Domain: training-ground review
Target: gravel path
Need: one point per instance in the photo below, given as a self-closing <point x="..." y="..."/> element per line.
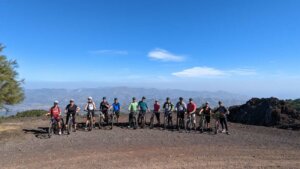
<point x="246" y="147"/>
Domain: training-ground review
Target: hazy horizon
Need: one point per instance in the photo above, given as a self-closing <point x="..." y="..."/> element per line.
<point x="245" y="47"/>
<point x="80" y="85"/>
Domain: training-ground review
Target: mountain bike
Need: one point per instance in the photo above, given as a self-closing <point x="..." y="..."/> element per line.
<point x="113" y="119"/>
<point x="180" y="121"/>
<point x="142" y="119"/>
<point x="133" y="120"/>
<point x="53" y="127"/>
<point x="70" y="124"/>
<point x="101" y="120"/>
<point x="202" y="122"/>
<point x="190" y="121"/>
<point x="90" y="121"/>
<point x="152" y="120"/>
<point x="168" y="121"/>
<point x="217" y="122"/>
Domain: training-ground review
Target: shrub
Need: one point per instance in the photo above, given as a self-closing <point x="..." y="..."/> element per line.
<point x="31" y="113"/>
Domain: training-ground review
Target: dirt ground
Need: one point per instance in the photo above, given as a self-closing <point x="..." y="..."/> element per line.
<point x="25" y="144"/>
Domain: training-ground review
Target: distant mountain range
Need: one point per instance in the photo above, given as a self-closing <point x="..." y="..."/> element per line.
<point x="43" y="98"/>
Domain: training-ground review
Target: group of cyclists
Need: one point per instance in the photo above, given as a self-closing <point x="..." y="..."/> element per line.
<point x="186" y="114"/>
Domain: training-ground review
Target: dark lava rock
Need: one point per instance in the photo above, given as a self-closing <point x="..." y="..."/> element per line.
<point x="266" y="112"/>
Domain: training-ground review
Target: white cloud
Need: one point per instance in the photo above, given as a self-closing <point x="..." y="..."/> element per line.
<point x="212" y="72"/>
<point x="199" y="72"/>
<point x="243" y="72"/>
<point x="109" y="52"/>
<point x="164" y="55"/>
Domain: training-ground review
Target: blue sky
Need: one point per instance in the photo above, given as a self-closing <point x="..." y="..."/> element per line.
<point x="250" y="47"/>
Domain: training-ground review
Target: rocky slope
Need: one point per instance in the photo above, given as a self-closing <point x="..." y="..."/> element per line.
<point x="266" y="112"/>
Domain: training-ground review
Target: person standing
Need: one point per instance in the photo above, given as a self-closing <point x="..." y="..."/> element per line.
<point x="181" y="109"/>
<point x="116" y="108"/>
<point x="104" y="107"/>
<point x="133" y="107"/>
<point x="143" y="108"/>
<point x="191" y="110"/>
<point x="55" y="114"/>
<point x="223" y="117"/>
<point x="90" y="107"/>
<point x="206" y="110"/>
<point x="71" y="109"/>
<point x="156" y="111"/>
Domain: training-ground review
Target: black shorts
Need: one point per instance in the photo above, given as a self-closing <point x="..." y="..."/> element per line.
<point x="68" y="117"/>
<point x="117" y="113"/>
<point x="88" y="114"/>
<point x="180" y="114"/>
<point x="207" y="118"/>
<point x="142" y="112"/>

* * * * *

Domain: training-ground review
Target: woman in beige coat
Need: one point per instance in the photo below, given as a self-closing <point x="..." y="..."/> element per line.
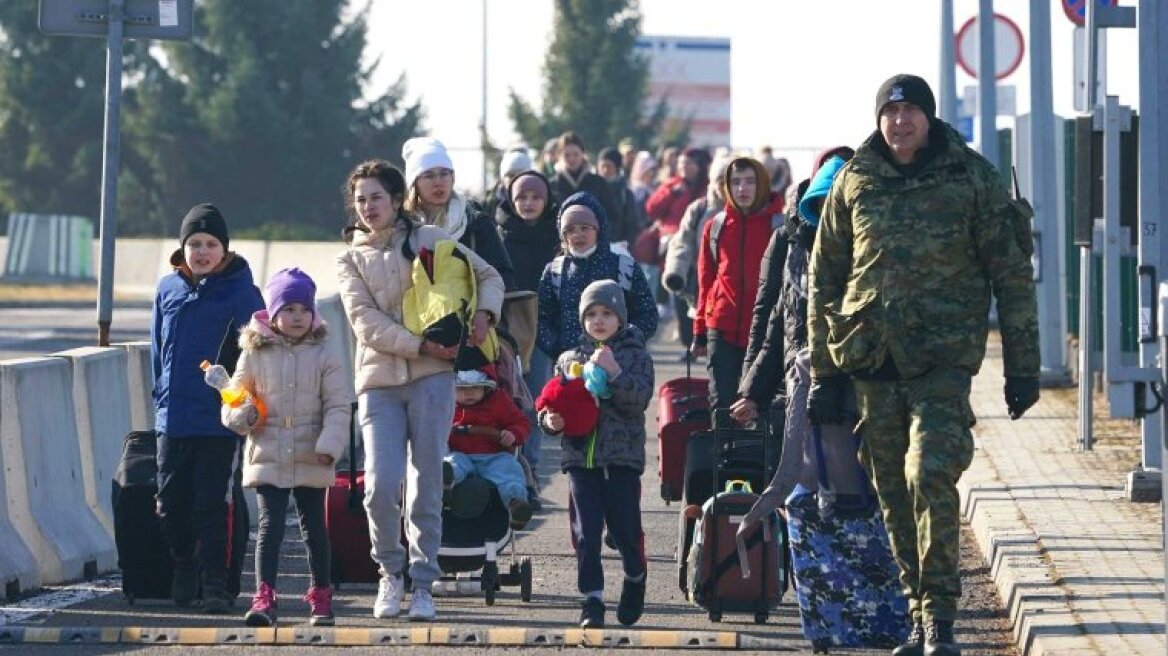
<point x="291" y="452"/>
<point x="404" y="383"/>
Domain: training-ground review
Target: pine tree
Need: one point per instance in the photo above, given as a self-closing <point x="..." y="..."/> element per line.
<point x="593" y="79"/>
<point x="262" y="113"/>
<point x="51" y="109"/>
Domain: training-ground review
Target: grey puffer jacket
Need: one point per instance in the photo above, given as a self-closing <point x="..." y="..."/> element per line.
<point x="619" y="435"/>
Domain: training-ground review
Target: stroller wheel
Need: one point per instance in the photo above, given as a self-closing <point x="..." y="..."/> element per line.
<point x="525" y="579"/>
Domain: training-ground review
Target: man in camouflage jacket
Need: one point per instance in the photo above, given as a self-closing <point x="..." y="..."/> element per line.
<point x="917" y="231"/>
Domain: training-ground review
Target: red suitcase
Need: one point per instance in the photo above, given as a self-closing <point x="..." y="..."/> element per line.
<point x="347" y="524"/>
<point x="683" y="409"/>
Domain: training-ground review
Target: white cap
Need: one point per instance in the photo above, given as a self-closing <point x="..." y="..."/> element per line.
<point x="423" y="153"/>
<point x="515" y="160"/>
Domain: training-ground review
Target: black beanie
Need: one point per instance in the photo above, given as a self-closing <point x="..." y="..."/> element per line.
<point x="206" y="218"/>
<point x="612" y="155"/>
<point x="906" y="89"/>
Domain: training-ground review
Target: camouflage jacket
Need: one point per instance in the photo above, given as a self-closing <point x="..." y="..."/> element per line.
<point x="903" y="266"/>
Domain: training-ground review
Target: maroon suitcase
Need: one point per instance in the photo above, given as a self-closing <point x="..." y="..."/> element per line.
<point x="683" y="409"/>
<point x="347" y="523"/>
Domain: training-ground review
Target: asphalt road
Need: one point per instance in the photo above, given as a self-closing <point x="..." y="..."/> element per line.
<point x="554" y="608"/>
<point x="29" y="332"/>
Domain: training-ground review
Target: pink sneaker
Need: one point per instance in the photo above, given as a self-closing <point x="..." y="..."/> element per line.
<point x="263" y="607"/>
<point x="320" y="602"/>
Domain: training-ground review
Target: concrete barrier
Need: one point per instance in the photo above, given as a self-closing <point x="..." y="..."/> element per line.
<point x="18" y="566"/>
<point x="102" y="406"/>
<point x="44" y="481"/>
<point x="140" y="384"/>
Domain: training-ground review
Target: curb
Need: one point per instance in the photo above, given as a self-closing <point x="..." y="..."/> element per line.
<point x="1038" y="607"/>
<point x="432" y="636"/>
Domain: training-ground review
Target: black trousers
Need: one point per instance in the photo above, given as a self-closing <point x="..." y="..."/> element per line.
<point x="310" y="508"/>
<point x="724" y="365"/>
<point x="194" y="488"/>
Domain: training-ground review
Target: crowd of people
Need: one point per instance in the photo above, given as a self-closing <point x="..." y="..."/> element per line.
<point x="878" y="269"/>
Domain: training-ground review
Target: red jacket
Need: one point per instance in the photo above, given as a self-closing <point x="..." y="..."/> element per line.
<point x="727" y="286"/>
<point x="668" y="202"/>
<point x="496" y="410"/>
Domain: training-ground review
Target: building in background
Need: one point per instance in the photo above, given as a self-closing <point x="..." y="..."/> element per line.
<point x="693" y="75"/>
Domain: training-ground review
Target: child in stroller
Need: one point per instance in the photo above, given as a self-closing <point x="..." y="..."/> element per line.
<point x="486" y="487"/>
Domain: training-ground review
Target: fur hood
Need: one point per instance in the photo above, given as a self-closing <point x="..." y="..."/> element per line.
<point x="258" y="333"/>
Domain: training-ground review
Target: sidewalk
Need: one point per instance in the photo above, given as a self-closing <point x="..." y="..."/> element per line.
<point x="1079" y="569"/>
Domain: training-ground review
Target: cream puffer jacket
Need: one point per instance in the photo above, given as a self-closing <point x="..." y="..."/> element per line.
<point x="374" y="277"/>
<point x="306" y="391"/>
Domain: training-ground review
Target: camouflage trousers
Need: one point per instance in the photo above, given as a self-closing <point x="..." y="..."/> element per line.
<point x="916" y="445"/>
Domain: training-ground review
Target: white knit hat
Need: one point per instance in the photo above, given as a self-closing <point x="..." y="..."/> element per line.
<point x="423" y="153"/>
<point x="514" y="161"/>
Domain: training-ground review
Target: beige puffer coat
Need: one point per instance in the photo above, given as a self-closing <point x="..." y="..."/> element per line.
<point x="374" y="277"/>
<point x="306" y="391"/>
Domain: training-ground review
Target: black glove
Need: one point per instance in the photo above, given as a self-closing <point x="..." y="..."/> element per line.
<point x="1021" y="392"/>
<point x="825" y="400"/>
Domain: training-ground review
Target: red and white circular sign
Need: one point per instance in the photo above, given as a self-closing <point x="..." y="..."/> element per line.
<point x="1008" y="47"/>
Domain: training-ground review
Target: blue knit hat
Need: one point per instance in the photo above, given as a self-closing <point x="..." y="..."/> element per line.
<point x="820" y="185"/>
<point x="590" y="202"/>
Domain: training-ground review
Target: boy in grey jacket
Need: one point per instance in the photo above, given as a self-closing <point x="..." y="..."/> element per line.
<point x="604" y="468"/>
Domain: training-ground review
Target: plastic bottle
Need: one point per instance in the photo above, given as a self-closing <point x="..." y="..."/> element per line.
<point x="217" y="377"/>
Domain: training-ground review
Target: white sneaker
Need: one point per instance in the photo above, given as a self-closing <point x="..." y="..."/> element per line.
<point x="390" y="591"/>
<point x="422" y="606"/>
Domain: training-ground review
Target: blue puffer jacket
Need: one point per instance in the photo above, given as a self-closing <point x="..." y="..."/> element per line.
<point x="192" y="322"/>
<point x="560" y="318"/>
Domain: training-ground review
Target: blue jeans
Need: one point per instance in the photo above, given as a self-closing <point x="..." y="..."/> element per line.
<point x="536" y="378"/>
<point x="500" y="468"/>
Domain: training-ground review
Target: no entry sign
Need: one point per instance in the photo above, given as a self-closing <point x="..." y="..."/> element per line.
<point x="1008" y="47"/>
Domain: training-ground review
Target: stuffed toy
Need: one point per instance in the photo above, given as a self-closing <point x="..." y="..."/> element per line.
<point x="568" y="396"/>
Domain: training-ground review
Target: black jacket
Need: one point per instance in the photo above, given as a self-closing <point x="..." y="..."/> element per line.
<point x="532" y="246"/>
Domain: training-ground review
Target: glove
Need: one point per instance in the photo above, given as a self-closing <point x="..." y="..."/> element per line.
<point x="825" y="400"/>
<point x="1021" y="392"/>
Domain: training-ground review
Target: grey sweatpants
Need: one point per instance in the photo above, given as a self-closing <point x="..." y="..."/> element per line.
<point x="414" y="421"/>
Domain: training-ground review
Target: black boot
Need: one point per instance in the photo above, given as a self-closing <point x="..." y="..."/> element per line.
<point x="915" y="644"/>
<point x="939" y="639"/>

* * * * *

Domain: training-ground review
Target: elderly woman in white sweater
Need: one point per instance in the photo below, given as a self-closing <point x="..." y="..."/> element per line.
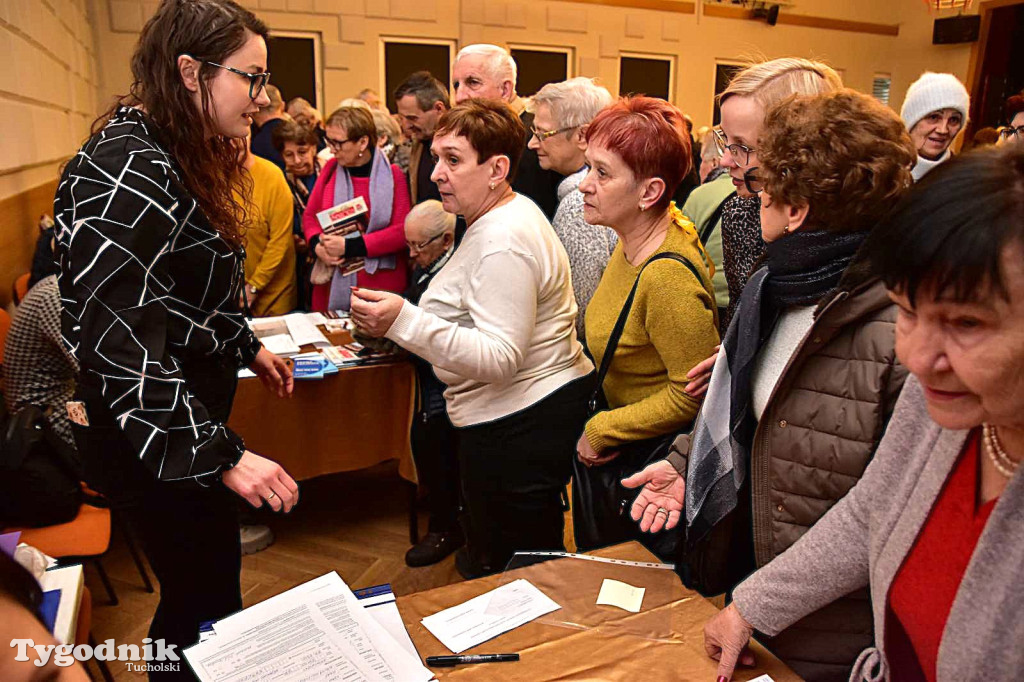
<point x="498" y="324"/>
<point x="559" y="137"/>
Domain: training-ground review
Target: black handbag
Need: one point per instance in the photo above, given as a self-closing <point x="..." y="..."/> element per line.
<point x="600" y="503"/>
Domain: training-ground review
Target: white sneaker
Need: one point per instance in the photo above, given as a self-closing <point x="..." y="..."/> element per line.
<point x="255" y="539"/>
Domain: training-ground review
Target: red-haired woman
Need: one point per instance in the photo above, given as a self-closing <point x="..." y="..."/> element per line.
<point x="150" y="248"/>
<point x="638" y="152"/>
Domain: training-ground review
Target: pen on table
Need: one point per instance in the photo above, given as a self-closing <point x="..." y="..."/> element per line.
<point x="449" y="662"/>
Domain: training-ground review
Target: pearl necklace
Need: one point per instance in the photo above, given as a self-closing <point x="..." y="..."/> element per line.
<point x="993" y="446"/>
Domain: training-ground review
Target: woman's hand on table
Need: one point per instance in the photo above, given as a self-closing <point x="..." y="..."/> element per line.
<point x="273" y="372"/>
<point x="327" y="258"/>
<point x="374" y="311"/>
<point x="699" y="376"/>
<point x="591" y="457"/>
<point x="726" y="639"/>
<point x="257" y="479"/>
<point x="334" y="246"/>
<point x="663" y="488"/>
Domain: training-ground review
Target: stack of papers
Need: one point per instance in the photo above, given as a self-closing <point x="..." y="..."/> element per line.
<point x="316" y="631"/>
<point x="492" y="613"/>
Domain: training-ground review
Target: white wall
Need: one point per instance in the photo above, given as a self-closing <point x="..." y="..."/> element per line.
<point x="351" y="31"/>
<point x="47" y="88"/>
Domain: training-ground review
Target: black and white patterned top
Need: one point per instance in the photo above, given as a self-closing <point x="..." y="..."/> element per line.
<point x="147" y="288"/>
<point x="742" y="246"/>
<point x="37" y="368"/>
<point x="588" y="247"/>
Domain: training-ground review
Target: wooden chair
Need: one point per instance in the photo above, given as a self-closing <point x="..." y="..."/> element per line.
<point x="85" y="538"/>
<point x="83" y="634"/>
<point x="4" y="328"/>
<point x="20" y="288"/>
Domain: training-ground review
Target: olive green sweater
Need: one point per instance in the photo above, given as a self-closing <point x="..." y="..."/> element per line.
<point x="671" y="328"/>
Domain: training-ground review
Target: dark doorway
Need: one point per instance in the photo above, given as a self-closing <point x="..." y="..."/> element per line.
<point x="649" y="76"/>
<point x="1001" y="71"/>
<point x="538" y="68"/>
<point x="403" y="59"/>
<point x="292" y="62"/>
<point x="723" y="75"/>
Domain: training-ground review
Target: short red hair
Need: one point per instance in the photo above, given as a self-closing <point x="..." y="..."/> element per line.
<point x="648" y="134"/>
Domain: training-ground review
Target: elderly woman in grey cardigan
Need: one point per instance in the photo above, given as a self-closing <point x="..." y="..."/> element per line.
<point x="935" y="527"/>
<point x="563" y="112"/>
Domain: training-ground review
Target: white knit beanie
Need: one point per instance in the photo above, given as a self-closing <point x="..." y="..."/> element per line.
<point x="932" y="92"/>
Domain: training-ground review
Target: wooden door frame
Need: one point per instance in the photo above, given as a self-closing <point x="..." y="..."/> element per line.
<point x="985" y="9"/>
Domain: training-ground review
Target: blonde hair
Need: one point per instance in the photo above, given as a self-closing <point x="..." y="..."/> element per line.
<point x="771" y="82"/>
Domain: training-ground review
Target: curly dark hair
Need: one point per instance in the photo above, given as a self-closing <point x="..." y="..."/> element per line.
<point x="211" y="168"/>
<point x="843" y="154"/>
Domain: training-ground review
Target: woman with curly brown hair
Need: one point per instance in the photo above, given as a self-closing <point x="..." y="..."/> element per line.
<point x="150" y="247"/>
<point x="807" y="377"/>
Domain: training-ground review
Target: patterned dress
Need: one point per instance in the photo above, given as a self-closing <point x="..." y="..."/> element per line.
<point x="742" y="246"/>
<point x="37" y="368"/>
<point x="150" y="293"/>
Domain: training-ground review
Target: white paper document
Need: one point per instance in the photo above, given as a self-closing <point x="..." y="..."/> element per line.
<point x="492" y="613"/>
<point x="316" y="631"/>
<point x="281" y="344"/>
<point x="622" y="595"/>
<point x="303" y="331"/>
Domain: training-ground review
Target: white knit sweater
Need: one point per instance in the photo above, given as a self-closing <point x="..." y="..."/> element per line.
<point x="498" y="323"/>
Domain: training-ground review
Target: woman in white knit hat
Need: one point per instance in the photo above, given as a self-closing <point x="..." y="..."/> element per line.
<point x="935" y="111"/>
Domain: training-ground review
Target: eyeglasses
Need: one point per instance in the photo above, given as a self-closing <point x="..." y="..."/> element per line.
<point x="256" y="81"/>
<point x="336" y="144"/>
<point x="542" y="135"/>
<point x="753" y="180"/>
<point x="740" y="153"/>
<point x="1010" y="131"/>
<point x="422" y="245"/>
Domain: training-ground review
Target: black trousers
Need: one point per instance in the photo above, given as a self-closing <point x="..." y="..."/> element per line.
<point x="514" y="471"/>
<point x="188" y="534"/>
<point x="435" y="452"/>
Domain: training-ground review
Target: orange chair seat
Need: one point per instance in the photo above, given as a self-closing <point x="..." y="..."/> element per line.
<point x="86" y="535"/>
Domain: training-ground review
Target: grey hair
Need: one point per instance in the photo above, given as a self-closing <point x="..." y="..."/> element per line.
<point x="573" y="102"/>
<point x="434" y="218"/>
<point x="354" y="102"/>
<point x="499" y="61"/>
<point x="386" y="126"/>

* * * * *

From the records above, pull out each line that has "grey".

Target: grey puffer jacket
Target: boy in grey jacket
Target: grey sweatpants
Target: elderly woman in grey cardigan
Target: grey hair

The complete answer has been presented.